* _TASK INSTRUCTIONS_
Return every line below as is, leaving out the pictures.

* _LISTED RECORDS_

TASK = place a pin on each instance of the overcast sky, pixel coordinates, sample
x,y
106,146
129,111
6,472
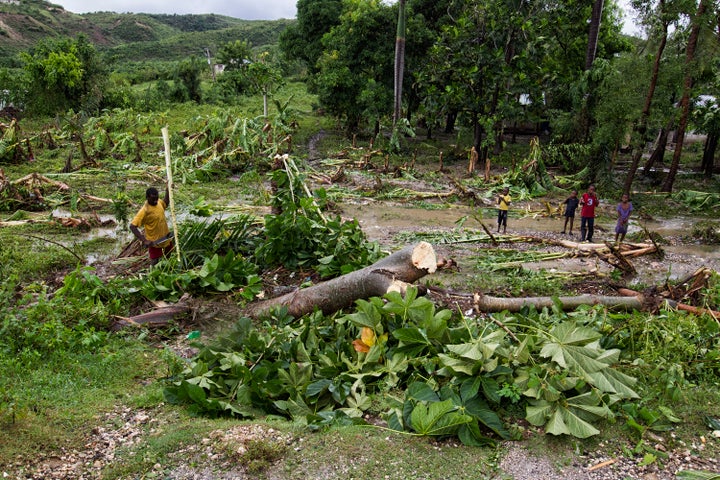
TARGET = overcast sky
x,y
243,9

* _TASK RESPONSE_
TASK = place a pin on each instance of the overcast sky, pixel coordinates, sample
x,y
106,146
129,111
6,472
TARGET = overcast sky
x,y
243,9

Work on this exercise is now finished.